#### Task to complete
How many of the lines below contain the string "rock"? Case counts, and the reply should be the number alone.

#### Provided entries
START

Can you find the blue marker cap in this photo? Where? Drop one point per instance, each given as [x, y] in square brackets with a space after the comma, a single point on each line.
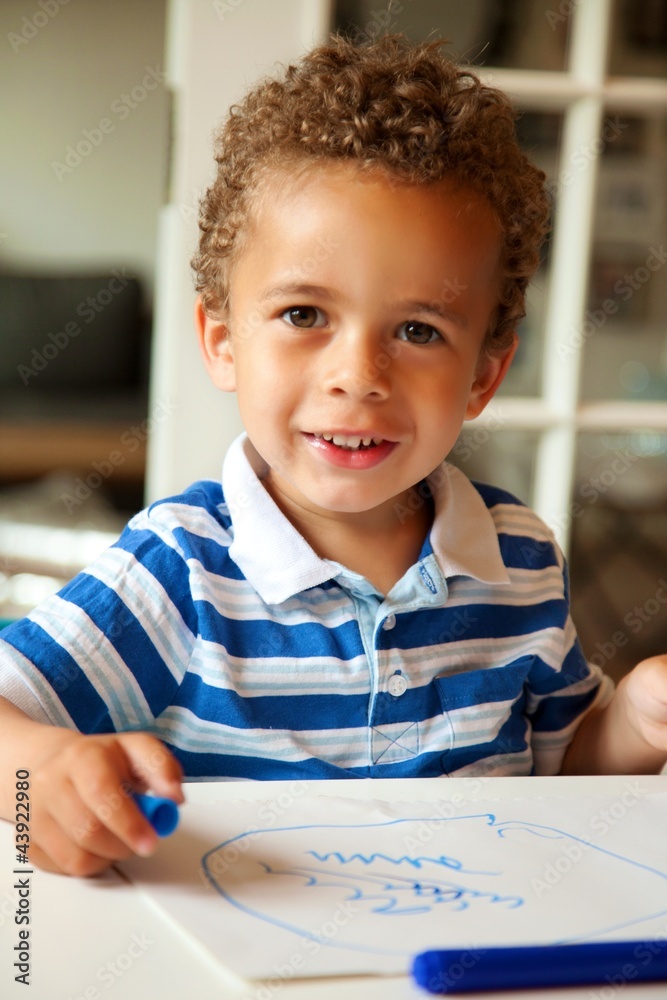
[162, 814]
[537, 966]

END
START

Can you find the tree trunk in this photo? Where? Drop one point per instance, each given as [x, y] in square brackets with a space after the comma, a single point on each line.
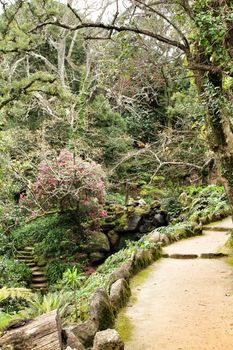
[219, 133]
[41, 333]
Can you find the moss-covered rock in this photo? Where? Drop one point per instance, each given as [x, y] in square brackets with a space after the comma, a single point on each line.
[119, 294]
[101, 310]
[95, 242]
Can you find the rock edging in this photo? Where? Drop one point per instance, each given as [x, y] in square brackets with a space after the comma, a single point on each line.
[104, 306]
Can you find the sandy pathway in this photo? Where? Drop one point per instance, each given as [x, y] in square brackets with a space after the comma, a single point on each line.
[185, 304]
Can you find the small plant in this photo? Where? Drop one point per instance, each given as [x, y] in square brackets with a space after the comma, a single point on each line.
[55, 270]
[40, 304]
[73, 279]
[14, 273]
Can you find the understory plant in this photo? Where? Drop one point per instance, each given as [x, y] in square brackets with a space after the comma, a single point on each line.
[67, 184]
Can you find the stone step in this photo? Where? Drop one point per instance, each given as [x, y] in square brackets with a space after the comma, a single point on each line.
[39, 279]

END

#### The solution
2